Your answer should hold only the line containing "One pin marks each instance of the mobile" and each line that follows it in the listing, copied exactly.

[[ Input open ]]

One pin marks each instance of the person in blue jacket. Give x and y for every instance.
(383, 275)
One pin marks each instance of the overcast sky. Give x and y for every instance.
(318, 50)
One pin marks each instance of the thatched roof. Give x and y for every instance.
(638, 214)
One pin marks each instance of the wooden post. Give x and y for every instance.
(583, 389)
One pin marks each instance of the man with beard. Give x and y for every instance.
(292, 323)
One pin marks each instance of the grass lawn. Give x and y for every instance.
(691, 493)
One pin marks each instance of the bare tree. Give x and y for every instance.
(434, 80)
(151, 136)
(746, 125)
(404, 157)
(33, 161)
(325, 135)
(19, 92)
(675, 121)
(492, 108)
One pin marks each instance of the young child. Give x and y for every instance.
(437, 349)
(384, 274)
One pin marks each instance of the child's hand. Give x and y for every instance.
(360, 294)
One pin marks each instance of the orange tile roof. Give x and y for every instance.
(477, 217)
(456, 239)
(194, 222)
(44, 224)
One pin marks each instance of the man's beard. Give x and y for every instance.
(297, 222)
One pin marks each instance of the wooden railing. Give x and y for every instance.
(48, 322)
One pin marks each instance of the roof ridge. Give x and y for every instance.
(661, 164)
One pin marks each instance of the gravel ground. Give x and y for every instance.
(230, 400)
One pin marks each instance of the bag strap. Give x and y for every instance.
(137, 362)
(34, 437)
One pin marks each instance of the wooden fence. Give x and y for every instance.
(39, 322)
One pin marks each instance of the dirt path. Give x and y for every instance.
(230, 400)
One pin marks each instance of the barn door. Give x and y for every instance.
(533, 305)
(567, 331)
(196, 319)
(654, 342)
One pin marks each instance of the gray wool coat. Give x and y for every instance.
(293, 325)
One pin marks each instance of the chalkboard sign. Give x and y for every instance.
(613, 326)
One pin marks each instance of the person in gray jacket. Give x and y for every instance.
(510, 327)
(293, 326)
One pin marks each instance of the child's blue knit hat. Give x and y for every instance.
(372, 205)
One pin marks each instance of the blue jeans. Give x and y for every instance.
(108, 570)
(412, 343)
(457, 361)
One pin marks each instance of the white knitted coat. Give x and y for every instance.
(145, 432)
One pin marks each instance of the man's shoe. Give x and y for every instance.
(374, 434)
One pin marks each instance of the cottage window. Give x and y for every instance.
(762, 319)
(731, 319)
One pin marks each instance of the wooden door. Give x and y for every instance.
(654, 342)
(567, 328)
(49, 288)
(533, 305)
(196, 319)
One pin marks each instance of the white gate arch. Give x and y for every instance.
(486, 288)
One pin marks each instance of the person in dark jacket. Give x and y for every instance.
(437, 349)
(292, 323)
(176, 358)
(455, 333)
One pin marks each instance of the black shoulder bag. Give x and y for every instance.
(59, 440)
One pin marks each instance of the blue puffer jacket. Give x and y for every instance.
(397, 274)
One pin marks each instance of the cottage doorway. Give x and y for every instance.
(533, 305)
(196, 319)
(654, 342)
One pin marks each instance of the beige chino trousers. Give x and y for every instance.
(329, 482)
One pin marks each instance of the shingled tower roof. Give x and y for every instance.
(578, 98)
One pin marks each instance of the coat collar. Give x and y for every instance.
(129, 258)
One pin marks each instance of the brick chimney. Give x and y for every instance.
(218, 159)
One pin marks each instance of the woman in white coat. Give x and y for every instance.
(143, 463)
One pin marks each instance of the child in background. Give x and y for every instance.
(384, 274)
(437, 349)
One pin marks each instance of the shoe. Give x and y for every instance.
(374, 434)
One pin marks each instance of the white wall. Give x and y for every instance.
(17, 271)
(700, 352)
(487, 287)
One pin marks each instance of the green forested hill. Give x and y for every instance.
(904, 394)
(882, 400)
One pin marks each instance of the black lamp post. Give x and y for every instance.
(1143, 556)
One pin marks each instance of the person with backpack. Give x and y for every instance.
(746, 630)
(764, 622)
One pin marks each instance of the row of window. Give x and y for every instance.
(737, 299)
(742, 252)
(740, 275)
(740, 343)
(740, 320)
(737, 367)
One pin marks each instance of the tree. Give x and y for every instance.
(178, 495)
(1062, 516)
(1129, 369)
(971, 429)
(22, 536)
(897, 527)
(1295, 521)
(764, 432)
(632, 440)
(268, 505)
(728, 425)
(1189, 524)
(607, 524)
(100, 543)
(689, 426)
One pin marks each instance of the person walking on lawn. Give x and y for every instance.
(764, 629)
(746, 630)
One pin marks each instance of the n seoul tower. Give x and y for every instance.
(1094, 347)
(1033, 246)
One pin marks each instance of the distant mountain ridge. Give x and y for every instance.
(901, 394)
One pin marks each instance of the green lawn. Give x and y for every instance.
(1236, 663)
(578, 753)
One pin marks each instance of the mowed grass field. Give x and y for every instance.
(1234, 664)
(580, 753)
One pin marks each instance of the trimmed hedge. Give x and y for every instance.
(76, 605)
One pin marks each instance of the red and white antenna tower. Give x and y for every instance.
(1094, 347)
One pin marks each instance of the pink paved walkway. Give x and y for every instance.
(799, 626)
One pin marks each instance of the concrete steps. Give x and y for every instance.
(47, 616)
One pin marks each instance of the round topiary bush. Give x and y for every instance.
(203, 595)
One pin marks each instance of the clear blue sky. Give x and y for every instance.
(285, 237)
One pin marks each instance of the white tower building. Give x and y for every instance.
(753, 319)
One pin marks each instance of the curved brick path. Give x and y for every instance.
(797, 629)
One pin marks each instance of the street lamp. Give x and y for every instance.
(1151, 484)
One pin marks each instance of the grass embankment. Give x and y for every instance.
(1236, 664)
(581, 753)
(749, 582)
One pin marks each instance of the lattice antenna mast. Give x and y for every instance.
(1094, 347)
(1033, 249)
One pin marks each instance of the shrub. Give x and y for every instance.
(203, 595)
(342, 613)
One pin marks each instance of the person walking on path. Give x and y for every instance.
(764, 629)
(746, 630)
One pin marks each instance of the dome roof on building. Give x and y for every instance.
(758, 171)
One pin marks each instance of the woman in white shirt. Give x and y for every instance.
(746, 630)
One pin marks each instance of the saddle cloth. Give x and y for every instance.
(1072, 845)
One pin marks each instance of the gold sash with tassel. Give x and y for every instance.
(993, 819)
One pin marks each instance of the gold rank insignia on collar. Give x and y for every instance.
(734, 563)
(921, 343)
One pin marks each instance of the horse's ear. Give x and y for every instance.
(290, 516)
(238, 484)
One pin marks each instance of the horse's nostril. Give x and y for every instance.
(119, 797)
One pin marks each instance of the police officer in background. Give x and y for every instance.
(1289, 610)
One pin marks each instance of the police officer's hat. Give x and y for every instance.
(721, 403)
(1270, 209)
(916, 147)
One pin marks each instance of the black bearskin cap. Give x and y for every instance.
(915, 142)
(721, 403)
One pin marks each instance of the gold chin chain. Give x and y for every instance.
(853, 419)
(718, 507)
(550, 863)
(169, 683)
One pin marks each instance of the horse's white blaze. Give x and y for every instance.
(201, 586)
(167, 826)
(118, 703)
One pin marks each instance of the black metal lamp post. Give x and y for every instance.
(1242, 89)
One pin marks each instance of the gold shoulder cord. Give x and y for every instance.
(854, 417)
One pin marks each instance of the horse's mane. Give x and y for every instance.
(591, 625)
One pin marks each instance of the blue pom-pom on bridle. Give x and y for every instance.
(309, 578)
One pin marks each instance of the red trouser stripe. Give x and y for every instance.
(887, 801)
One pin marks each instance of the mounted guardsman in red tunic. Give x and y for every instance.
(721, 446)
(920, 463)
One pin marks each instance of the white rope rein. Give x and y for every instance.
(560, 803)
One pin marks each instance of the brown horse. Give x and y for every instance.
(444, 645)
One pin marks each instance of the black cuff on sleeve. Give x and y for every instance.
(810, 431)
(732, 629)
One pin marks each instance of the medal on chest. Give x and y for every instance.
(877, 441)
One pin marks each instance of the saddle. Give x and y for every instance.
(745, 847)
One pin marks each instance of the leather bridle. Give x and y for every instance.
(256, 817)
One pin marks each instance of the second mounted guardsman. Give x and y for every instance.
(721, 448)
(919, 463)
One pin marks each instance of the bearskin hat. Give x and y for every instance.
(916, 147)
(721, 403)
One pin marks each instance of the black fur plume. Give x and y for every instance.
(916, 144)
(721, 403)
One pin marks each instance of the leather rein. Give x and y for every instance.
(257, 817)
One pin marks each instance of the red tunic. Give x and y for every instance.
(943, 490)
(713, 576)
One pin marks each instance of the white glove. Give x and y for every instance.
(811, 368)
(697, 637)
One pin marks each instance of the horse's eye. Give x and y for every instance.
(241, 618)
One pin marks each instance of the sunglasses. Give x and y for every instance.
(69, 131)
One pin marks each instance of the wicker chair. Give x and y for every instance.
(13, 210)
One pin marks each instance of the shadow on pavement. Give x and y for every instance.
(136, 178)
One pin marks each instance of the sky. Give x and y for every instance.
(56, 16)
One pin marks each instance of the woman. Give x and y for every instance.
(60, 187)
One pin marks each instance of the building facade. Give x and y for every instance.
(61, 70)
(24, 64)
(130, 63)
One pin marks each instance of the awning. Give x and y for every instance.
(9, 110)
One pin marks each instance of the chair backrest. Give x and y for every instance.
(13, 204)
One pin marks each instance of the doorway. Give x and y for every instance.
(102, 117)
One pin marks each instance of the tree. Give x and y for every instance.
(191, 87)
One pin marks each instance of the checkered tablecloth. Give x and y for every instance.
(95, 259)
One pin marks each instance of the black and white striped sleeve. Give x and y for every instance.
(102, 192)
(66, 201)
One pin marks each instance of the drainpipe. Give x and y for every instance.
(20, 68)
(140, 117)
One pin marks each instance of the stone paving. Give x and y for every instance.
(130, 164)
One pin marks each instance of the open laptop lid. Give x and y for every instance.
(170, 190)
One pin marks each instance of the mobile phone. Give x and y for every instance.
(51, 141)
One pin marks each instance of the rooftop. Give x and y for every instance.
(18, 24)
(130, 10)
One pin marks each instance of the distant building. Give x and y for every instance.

[[ Input closed ]]

### Solution below:
One pin marks each instance of the mobile phone. Give x and y for every instance.
(51, 141)
One pin marks each instance of the rooftop. Give x and y for every instance.
(18, 24)
(130, 10)
One pin marks each instance of the distant building. Give x and y for every instance.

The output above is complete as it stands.